» What to do
When a line in the data below includes "picture", pick it out and copy it.

(Recorded data)
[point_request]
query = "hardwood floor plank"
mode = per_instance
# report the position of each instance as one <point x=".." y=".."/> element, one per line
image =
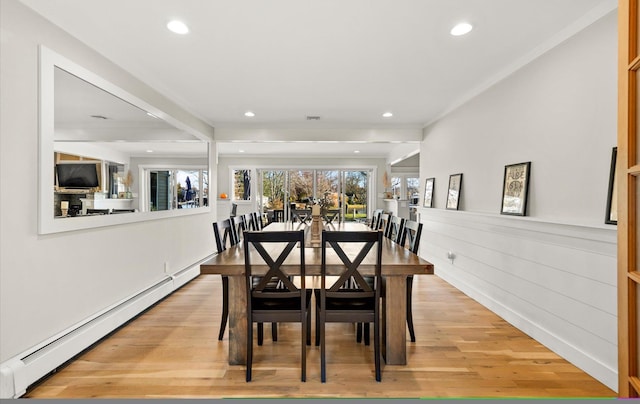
<point x="462" y="350"/>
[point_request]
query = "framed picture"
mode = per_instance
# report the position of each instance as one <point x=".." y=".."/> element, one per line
<point x="453" y="195"/>
<point x="612" y="195"/>
<point x="428" y="192"/>
<point x="515" y="189"/>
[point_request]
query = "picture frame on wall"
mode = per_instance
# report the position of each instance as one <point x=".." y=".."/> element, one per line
<point x="453" y="194"/>
<point x="612" y="194"/>
<point x="428" y="192"/>
<point x="515" y="189"/>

» Expected answer
query = "framed picture"
query = "picture frame on wall"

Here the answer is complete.